### Exercise prompt
Copy out every one of the entries below verbatim, with nothing added or changed.

......

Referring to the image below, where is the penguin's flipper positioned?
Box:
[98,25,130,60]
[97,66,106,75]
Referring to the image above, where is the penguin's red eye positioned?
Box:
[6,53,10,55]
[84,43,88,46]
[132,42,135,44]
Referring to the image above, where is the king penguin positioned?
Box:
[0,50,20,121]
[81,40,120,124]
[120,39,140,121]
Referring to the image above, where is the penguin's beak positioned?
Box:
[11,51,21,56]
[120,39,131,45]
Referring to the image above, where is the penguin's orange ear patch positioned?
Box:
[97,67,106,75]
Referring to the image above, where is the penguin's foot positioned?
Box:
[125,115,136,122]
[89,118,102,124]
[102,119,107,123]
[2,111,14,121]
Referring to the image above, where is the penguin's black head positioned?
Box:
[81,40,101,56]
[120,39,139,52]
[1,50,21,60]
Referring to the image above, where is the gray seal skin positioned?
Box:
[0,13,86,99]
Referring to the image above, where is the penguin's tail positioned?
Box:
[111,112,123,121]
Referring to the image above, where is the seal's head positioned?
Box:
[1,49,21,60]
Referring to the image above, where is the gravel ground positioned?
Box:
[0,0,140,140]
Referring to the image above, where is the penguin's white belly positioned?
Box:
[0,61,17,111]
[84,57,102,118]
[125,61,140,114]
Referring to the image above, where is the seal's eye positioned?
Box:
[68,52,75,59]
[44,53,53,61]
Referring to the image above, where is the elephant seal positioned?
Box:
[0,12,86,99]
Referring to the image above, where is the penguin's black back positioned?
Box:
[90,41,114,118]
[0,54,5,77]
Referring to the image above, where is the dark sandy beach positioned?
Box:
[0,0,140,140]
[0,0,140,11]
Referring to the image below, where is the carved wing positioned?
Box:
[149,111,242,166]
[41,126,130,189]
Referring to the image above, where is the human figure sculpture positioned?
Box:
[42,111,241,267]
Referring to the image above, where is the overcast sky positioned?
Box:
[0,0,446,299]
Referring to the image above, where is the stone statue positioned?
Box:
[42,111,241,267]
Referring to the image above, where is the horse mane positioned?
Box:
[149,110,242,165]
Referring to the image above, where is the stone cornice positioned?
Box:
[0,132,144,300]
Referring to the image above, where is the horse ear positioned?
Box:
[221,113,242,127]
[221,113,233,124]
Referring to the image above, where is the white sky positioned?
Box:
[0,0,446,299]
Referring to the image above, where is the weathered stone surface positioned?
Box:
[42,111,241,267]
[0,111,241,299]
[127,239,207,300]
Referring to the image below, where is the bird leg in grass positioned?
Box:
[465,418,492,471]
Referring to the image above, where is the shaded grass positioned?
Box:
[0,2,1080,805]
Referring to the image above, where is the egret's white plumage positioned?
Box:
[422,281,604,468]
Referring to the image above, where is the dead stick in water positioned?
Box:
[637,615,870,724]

......

### Response to this exercise
Referring to the image below, where is the penguin's flipper positioned?
Box:
[98,25,130,60]
[97,66,106,75]
Referring to the image above, where is the penguin's red eye positioned?
Box:
[6,53,10,55]
[84,43,88,46]
[132,42,135,44]
Referring to the image above, where is the king penguin positioned?
Box:
[0,50,20,121]
[81,40,120,124]
[120,39,140,121]
Referring to the image above, where is the penguin's beak positioned?
Box:
[11,51,21,56]
[120,39,131,45]
Referring to the image above, where is the penguin's orange ear patch positioned?
Box:
[97,67,106,75]
Referring to the image above, where is the penguin's foot positioned?
Box:
[125,115,136,122]
[89,118,102,124]
[102,119,107,123]
[2,111,14,121]
Referring to the image above, where is the penguin's black head positioned?
Box:
[81,40,101,56]
[120,39,139,52]
[1,50,21,60]
Referring to the image above, where is the gray seal skin positioned?
Box:
[0,13,86,99]
Referring to the image above, where is the penguin's tail positioned?
Box:
[111,112,123,121]
Referring to the image above, where is the seal's head positioned?
Box:
[1,49,21,60]
Referring to the image above, where is the gravel ground positioned?
Box:
[0,0,140,140]
Referring to the image above, where is the penguin's white belly positioned?
Box:
[0,61,17,111]
[84,57,102,118]
[125,61,140,114]
Referring to the image above, where is the seal's eye positioned?
Box:
[68,52,75,59]
[44,53,53,61]
Referring to the image above, where is the elephant seal positioned?
Box:
[0,12,86,99]
Referring to the image above, where is the penguin's black back positioned?
Box:
[90,41,114,118]
[0,54,5,77]
Referring to the image above, where is the dark sandy beach positioned?
Box:
[0,0,140,140]
[0,0,140,11]
Referring to the image below, where is the carved wing positioned?
Box:
[149,111,242,166]
[41,126,130,189]
Referring to the image above, where is the human figure sculpture positioned?
Box:
[42,111,241,267]
Referring to the image above, where is the overcast sky positioned?
Box:
[0,0,446,299]
Referring to the image above, where is the stone statue positioned?
Box:
[42,111,241,267]
Referring to the image above, where is the horse mane positioned?
Box:
[149,110,242,165]
Referring to the image above, where is the stone cornice positioned?
Box:
[0,132,144,300]
Referring to the image above, where is the horse ear positioned?
Box:
[221,113,242,127]
[221,113,233,124]
Referring to the image above, where is the white sky positioned?
Box:
[0,0,446,299]
Referring to the image above, where is the weathered stone surface positioned?
Box:
[42,111,241,267]
[0,111,241,299]
[127,239,207,300]
Referring to the image below, where is the bird leg in grass positioned?
Box:
[465,418,492,471]
Referring to the image above, where is the shaded grass positioned?
Box:
[0,2,1080,805]
Referring to the image above, where is the egret's white plumage positioned?
Box:
[422,281,604,468]
Referring to the image above, where is the dead stick in water positioned?
Box:
[637,615,870,724]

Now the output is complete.